» Excerpted text:

····················

# DSOL Banging Christmas Cracker Coffee from Coffee Compass!



## Milanski (Oct 10, 2013)

Ok you lucky, lucky people. Those of you who have been full members (paid up for a three month subscription) will have waiting for you when you get home, a little pressie from Coffee Compass - a special darker offering, especially formulated for the DSOL club and poetically titled 'The Darker Side Banging Christmas Cracker Coffee'

Thanks to Richard Jansz at Coffee Compass and Dave Coffeechap for organising this one.

Drink and be merry!!


----------



## Jollybean (May 19, 2013)

Thanks all. Can't wait


----------



## coffeechap (Apr 5, 2012)

We had some funds left over from all the subscribers so you should all get a lovely Merry Christmas 500g freebie from one of the favourite DSOL roasters, many thanks to Richard at Coffee Compass for coming up with this little beauty and of many thanks to you all for your support and continued support in the darker side of life.


----------



## gtanny (Jan 6, 2013)

Thanks very much, I was one of the original members but unfortunately had to pull out, also the reason I'm very inactive on these forums presently... Hoping to change that next year... I received a couple of bags and thought I would pop on to say a massive thank you... Looking forward to giving these a go once my current rave beans run out in the next couple of days.

Merry Xmas


----------



## urbanbumpkin (Jan 30, 2013)

Thanks Richard, Milanski and Dave for organising this. Lovely surprise!


----------



## Milanski (Oct 10, 2013)

urbanbumpkin said:


> Thanks Richard, Milanski and Dave for organising this. Lovely surprise!


I didn't have much to with this one so I'll let Richard and Dave take all the thanks


----------



## Jollybean (May 19, 2013)

They have just arrived as promised - together with a nice surprise! Looking forward to tucking into these


----------



## bignorry (Mar 19, 2013)

Thanks everyone, a really great gesture


----------



## Yes Row (Jan 23, 2013)

Cheers CC and CC!

And Milanski


----------



## CamV6 (Feb 7, 2012)

Ha! Brilliant! Two wonderful bags of coffee and a little extra prezzie of a coffee compass led key ring torch. Absolutely amazing. Thank you to COffeechap and the DSOL crew and thank you as well to Richard at coffee compass. You're a great roaster and you really got the DSOL ethos and on top of that went over and above the call of duty. Magnificent

I'm stunned, truly stunned and utterly delighted


----------



## Spukey (Nov 4, 2012)

Thank you!


----------



## badger28 (Jan 5, 2013)

CamV6 said:


> Ha! Brilliant! Two wonderful bags of coffee and a little extra prezzie of a coffee compass led key ring torch. Absolutely amazing. Thank you to COffeechap and the DSOL crew and thank you as well to Richard at coffee compass. You're a great roaster and you really got the DSOL ethos and on top of that went over and above the call of duty. Magnificent
> 
> I'm stunned, truly stunned and utterly delighted


I second this whole heartedly.


----------



## Bigpikle (Oct 14, 2014)

my first CC delivery arrived today so am really looking forward to discovering what makes them so highly praised on here. Wish I'd got into the DSOL a little earlier as well!


----------



## Big Tony (Dec 18, 2012)

····················

» Dataset content:
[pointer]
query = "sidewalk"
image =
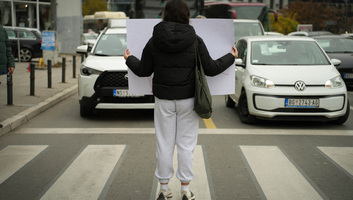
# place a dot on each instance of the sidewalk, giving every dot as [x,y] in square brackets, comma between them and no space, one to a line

····················

» Complete the following:
1. List every username in the coffee gift thread whose post header carries a 2012 date.
2. Pick up the coffee gift thread after its final header, "Big Tony (Dec 18, 2012)", and write what comes next.
The lines are material separate from the coffee gift thread.

» Answers to each task:
1. coffeechap, CamV6, Spukey, Big Tony

2.
Amaze balls! Walked in to find two bags of free coffee and a torch!! I want to join the DSOL club again lol. Thanks guys, top stuff


----------



## evoman (May 13, 2014)

I was surprised to find these in with all the Christmas packages piled up in the porch when I got home yesterday. I assume that the two bags are the same beans, but they have different coloured labels so I thought that there might be some secret difference (the info on the labels appears to be identical).


----------



## evoman (May 13, 2014)

Ah yes, and the torch. My son saw it and said 'that's mine!'. We'll have to fight it out.


----------



## MarkyP (Jan 10, 2013)

Nothing here for me...yet!


----------



## Milanski (Oct 10, 2013)

Delivery update from Greg at Coffee Compass:

Mrboots2u - Awaiting Collection from the Brookhouse Post Office

666Tyler - Awaiting Collection from the Cranwell Post Office

These next three I'll chase:

Marky P - Out for delivery

Coffeechap - Out for delivery

Blackstone - Out for delivery

Daren - Delivered to number 61, so I assume they've dropped it round

GeordieBoy - Unable to deliver as the address was unoccupied apparently.....if you can check the address and get back to me. [edit: address was given here so I will PM you with it in a sec GeordieBoy]

Other than that all have been successfully delivered. Not too bad.


----------



## Geordie Boy (Nov 26, 2012)

Yeah I moved about a week ago, I'll PM you an address


----------



## Mrboots2u (May 10, 2013)

Thanks

not had a card from the post people to say where it was ....

They normally leave everything in the bench of doom for me outside the house

must be a new person for xmas...

Cheers ill go get it later

Thanks Martin


----------



## Daren (Jan 16, 2012)

Got mine (posted in the Postie thread). Big thanks to CCompas and DSOL organisers


----------



## Bigpikle (Oct 14, 2014)

Is there any of this available to buy? Was late to the DSOL so only did the last guest slot, but would be interested in a bag of this for continued taste testing.

Thanks


----------



## Mrboots2u (May 10, 2013)

Bigpikle said:


> Is there any of this available to buy? Was late to the DSOL so only did the last guest slot, but would be interested in a bag of this for continued taste testing.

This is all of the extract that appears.